● Exercise
Exact copies of all the lines below are required.

[Point localization data]
>>>>
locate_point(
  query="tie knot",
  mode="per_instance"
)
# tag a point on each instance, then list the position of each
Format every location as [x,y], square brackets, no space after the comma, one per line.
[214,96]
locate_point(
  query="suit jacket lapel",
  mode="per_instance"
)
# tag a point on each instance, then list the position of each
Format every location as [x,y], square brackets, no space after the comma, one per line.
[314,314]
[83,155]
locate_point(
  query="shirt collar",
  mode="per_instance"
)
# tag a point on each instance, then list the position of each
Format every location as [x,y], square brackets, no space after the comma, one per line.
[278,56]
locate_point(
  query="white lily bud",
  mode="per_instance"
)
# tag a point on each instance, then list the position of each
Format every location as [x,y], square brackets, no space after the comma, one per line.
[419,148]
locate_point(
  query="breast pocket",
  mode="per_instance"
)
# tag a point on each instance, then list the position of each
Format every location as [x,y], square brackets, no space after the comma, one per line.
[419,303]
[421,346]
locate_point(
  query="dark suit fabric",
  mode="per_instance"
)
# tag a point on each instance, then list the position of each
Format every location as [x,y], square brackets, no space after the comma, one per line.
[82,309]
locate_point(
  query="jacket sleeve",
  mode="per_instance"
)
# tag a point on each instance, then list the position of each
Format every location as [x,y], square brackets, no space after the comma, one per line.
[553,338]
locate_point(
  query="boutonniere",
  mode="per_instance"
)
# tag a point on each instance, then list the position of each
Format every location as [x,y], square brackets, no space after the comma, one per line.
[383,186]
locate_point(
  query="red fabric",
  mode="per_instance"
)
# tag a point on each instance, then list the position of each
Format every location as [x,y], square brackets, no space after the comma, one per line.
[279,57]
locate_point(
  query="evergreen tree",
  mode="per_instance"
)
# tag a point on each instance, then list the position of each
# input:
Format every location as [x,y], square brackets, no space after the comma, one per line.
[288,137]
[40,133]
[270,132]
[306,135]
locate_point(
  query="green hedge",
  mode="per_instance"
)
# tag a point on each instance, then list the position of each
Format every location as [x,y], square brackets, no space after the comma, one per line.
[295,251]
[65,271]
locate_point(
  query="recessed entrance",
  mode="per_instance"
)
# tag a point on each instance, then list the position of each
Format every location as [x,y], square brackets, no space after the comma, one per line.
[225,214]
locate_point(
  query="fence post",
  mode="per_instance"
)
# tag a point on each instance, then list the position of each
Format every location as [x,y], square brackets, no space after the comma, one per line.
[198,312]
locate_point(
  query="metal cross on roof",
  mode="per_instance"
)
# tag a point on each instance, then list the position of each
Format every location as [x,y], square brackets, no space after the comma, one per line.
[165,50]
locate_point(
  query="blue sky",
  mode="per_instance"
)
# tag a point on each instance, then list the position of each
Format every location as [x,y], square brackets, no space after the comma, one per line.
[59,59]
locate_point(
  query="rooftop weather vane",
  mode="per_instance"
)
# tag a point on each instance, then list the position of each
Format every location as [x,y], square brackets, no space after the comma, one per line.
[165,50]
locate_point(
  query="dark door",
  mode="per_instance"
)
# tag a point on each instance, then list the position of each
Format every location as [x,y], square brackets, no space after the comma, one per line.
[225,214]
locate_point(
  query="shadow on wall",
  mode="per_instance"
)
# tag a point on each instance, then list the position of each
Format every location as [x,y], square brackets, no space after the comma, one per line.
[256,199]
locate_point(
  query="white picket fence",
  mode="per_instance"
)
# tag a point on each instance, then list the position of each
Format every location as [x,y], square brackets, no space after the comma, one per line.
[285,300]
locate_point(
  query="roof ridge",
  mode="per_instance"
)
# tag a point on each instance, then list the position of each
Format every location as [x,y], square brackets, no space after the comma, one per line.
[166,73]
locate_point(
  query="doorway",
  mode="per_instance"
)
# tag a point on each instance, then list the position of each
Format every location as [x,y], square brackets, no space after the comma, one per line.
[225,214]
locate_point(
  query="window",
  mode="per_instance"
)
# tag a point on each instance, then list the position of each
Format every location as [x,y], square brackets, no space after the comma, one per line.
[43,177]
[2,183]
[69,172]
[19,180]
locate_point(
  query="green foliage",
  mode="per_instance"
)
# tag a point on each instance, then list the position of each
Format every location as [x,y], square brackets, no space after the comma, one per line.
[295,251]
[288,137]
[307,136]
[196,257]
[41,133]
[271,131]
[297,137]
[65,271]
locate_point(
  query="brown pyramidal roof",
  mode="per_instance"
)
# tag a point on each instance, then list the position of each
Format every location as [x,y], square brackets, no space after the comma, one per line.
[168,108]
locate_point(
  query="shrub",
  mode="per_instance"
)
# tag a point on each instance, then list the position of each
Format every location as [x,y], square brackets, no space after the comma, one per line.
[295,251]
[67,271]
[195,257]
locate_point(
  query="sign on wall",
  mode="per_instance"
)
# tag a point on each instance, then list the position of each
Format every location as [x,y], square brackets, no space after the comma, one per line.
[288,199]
<<<<
● Exercise solution
locate_point(
  query="tie knot",
  mode="per_instance"
)
# tag a point on each instance, then list the position of each
Format every location as [x,y], square brackets, no space after the comma, one per line.
[214,96]
locate_point(
  query="suit jacket lapel",
  mode="per_instance"
)
# tag a point on each instance, then list the position of each
Format every location as [x,y], square brackets, no space after the comma, one per line.
[314,314]
[83,155]
locate_point(
  query="shirt collar",
  mode="per_instance"
)
# tag a point on each instance, then list the position of each
Format every location as [x,y], square brackets, no space after the comma, one per line.
[278,56]
locate_point(
  query="white lily bud",
  mode="per_instance"
)
# tag a point on each instance, then list the position of each
Format every location as [x,y], square brackets, no space after the comma, one per line.
[419,148]
locate_point(
  query="breast pocket",
  mode="per_instance"
)
# tag a point on each instance, then list the position of each
Format every location as [x,y], square brackets, no space after the comma, one per line.
[419,303]
[421,346]
locate_point(
  query="dark suit fabric",
  mode="per_instance"
)
# tag a point on each instance, then list the position of each
Format every location as [x,y], square brackets, no space after the comma, one per line.
[82,309]
locate_point(
  query="jacket sleeve",
  mode="per_instance"
)
# tag a point on each instance, then list the position of each
Format every location as [x,y], square brackets, no space after the comma, one per line.
[553,338]
locate_point(
  query="boutonniere",
  mode="per_instance"
)
# tag a point on each instance, then list the position of each
Format every location as [x,y], square brackets, no space after the comma, one per line.
[383,186]
locate_point(
  query="red fabric",
  mode="per_instance"
)
# tag a point on each instance, then list the position of each
Format every location as [x,y], square brackets, no space after the comma, one per line.
[279,57]
locate_point(
  query="evergreen tree",
  mode="per_instance"
)
# tag a point on each instance, then list the position of each
# input:
Format every location as [x,y], square brackets, no space after the comma, one per line.
[288,137]
[40,133]
[270,132]
[306,135]
locate_point(
  query="green hedge",
  mode="per_instance"
)
# tag a point on each instance, then list the position of each
Format every location as [x,y], square brackets, no space after the comma, one per line.
[295,251]
[65,271]
locate_point(
  query="recessed entrance",
  mode="per_instance"
)
# tag a point on each instance, then list the position of each
Format every location as [x,y], square brackets, no space after the comma, one per line.
[225,214]
locate_point(
  query="fence post",
  mode="per_instance"
)
# tag a point on each instance, then list the position of each
Format every location as [x,y], square brackets, no space after the comma, one per line.
[198,312]
locate_point(
  query="metal cross on roof",
  mode="per_instance"
)
# tag a point on each instance, then list the position of each
Format every location as [x,y], square brackets, no space after the comma, one per line.
[165,50]
locate_point(
  query="blue sky",
  mode="per_instance"
)
# tag a point on each instance, then list the position of each
Format every location as [x,y], square brackets, no space after the comma, one per line.
[59,59]
locate_point(
  query="rooftop weather vane",
  mode="per_instance"
)
# tag a point on each instance, then list the position of each
Format every location as [x,y], square brackets, no space after the comma, one per line.
[165,50]
locate_point(
  query="dark door",
  mode="per_instance"
)
# tag a point on each instance, then list the position of each
Format every location as [x,y], square brackets, no space after the comma, one per line.
[225,214]
locate_point(
  query="shadow on wall",
  mode="per_instance"
)
# tag a point on each instance, then list the position of each
Format every location as [x,y], square brackets, no space after the comma, one per line.
[256,199]
locate_point(
  query="white picket fence",
  mode="per_instance"
)
# tag a point on each instance, then list the position of each
Format every location as [x,y], square brackets, no space after the comma, one per line.
[285,300]
locate_point(
  query="roof ridge",
  mode="per_instance"
)
# tag a point on each instance, then list the position of each
Format every location as [x,y], square brackets, no space after the comma, one per line.
[166,73]
locate_point(
  query="doorway",
  mode="per_instance"
)
# tag a point on each instance, then list the position of each
Format every location as [x,y], square brackets, no space after the comma, one per line.
[225,214]
locate_point(
  query="window",
  mode="per_instance"
)
# tag a point on each instance, then list the position of each
Format every location as [x,y], square brackets, no space after the comma, one per line.
[43,177]
[2,183]
[69,172]
[19,180]
locate_point(
  query="green foliage",
  mode="per_instance"
)
# tag a point on each instance, then list the position of each
Format every location as [x,y], square brackets, no space after the comma, one per line.
[295,251]
[288,137]
[307,136]
[196,257]
[41,133]
[271,131]
[297,137]
[65,271]
locate_point(
  query="brown pyramidal roof",
  mode="per_instance"
)
# tag a point on each instance, then list the position of each
Format every location as [x,y], square brackets, no space after the comma, one per line.
[168,108]
locate_point(
  query="shrub",
  mode="per_instance"
)
# tag a point on each instance, then list the position of each
Format every location as [x,y], square brackets, no space after the comma, one per line.
[295,251]
[67,271]
[195,257]
locate_point(
  query="sign on wall",
  mode="per_instance"
)
# tag a point on each instance, then list the position of each
Format every location as [x,y], square brackets, no space after the comma, one per line.
[288,199]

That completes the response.